GIVEN DATA:
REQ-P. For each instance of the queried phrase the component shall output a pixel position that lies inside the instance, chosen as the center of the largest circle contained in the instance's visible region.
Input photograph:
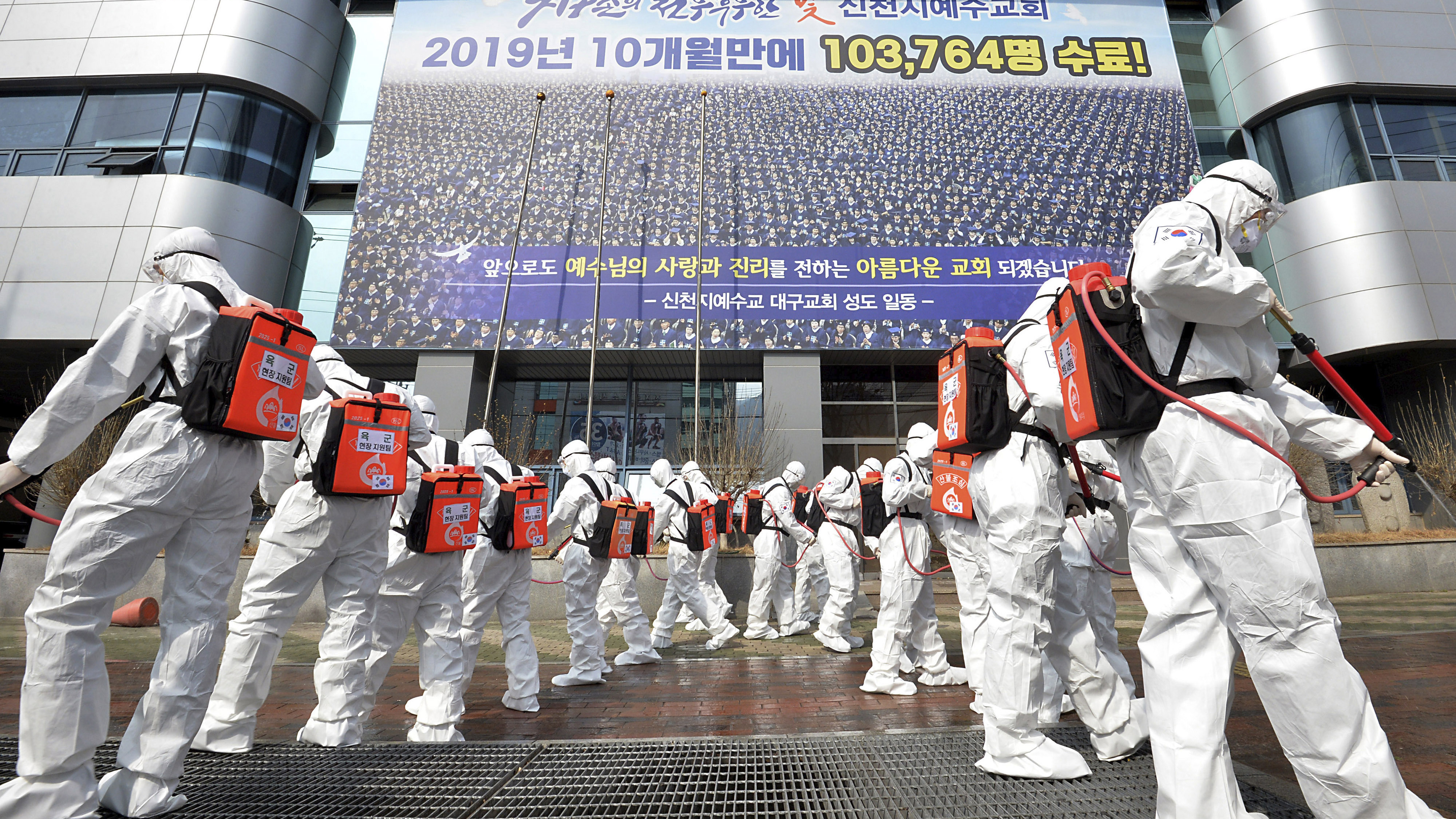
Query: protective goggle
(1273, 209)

* * *

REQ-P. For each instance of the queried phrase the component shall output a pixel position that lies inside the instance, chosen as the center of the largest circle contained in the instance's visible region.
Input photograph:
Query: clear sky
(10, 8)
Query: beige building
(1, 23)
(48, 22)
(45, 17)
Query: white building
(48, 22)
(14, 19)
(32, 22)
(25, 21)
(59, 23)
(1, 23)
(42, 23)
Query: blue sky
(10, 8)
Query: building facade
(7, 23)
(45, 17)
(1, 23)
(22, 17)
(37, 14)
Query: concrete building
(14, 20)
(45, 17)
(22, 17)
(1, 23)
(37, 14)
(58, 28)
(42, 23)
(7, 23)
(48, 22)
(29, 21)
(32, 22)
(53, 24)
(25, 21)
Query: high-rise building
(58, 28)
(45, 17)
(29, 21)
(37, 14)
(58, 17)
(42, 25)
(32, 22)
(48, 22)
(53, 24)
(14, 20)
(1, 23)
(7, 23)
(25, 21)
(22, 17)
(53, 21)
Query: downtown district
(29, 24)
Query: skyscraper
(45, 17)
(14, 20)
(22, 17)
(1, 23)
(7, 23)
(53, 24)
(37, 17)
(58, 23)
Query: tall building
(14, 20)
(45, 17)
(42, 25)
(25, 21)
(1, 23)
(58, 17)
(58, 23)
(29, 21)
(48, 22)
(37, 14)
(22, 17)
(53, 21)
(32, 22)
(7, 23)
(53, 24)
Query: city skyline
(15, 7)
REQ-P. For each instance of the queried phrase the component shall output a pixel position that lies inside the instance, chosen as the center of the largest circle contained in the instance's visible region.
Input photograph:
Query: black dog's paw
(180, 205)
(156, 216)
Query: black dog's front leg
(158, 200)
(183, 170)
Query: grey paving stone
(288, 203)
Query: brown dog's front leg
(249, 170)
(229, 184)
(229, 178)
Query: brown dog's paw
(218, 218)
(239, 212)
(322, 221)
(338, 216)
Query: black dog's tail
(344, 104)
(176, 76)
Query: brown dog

STATED EXERCISE: Track down each line in the records above containing the string "front" and copy those lines out. Case counts.

SOLUTION TO THIS EXERCISE:
Query: black dog's front leg
Query: brown dog's front leg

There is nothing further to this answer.